Records for the task
'''
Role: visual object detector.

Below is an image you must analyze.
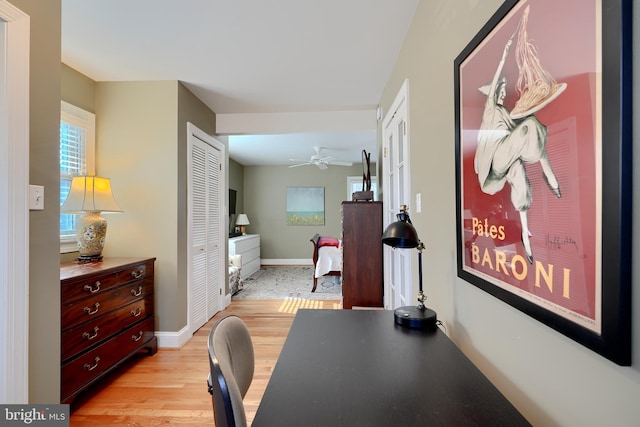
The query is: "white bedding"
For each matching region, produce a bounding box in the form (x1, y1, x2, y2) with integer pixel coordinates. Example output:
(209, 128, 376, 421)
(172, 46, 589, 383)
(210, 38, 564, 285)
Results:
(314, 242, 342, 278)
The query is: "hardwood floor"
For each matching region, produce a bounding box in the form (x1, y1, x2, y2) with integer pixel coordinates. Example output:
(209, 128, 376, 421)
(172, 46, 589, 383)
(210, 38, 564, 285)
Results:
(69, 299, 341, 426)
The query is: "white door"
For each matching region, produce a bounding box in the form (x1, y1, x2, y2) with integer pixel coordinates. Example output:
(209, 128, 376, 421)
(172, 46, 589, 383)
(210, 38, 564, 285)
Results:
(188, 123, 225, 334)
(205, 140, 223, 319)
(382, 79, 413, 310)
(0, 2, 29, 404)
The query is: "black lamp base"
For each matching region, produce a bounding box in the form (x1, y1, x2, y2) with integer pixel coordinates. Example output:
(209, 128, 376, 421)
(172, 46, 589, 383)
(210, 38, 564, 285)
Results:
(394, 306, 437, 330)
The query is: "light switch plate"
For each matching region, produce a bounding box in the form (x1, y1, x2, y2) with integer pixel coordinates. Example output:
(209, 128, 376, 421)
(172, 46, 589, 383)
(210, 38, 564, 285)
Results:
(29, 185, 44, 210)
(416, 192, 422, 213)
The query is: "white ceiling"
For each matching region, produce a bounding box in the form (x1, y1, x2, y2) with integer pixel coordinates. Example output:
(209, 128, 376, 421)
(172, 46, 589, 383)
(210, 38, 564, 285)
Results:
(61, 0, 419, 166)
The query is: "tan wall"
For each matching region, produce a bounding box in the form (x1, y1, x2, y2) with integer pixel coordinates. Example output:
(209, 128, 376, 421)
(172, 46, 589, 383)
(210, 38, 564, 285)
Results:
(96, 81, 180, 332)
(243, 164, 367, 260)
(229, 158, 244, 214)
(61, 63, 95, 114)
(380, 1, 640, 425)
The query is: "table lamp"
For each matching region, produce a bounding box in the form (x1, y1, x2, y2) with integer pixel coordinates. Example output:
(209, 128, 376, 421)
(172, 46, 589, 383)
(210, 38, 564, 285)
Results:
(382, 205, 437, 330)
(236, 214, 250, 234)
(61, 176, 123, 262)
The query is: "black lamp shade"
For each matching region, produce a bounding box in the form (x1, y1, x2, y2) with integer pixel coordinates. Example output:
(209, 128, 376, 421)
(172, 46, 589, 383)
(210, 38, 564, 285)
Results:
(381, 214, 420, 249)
'''
'''
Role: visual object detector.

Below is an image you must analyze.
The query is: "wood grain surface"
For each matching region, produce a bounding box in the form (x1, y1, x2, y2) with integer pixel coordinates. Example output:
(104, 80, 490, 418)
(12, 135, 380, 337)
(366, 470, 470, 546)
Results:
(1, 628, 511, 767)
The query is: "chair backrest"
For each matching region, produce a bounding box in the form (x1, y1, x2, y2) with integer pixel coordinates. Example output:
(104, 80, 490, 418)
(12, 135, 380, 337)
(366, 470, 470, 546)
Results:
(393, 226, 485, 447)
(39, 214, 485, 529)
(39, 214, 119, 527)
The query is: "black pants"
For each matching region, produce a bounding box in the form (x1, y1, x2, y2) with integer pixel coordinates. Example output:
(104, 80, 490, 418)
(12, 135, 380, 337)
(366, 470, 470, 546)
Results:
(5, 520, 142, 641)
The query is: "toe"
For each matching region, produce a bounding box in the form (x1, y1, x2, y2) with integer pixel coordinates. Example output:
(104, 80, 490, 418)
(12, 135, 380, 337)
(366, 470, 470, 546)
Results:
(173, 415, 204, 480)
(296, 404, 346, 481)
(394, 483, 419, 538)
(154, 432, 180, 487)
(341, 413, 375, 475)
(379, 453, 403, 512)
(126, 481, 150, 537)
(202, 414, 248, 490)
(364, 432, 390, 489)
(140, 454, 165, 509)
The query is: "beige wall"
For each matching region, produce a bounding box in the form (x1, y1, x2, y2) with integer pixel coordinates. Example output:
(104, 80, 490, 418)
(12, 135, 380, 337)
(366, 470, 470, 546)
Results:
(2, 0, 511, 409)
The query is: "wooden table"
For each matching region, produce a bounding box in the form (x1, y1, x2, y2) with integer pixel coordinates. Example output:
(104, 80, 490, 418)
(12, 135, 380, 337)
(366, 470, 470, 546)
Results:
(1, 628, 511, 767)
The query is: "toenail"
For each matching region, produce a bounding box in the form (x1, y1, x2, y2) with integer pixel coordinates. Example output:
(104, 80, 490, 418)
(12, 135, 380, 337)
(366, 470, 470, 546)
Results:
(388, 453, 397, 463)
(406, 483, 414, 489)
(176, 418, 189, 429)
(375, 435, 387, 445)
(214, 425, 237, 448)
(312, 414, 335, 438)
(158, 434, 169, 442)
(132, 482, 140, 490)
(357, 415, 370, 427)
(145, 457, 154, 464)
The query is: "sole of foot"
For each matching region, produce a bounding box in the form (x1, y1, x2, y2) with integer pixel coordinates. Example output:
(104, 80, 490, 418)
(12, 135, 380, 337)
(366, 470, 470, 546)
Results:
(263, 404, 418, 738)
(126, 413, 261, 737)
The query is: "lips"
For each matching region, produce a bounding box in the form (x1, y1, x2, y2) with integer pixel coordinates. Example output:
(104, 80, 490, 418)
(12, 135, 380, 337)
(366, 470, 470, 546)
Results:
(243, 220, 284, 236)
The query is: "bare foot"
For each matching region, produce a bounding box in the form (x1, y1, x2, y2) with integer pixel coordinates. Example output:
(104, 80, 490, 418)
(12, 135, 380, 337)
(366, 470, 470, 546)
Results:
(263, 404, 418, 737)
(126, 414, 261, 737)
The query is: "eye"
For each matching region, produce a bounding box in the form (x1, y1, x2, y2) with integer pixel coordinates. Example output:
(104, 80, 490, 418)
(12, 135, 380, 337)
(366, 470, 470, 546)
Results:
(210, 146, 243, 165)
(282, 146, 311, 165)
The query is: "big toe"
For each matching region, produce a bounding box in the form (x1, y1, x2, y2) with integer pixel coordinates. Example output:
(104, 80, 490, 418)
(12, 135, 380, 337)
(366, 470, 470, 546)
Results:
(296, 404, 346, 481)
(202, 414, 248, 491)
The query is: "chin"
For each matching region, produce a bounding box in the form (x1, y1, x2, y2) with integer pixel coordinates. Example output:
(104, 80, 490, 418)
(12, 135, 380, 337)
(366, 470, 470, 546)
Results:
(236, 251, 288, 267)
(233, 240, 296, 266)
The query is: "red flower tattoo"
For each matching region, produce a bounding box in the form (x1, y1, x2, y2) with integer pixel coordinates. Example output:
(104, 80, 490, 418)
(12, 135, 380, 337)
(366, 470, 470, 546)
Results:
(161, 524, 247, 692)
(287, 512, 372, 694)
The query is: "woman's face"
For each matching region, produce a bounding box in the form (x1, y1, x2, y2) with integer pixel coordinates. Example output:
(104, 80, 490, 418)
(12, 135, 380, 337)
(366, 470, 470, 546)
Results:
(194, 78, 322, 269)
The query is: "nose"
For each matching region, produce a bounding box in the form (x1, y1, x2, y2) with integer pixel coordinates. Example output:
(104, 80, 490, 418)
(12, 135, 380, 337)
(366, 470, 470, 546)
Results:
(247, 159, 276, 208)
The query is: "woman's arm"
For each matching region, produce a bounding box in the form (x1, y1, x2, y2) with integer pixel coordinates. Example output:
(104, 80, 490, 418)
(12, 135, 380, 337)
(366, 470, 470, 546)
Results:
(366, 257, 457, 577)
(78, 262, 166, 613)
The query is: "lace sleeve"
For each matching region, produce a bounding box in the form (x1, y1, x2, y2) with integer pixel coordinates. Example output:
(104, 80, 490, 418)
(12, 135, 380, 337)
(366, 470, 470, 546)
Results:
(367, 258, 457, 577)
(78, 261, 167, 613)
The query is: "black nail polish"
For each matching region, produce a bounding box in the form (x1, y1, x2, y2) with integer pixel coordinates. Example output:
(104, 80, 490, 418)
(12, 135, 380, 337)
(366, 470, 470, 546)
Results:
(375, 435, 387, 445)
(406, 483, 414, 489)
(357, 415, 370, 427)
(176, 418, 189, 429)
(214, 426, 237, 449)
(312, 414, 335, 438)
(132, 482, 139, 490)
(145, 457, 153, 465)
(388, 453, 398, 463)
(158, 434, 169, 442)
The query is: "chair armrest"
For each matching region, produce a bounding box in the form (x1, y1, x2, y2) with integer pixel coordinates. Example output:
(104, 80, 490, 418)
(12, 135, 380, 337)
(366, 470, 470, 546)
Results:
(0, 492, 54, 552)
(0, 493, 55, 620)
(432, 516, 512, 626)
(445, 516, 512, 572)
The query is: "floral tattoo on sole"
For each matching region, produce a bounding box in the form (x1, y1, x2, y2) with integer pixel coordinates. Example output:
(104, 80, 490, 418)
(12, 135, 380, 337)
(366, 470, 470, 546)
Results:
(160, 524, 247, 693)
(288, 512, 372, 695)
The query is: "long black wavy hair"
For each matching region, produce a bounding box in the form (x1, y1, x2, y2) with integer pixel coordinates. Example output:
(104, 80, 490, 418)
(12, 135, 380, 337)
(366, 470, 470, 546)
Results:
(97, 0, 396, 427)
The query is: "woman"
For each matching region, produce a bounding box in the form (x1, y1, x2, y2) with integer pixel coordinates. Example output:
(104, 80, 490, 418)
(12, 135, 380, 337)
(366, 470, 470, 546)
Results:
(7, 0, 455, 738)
'''
Assigned task
In the records above, find every line with the word "chair" and copy it.

Written response
The query is: "chair backrest"
The query is: "chair armrest"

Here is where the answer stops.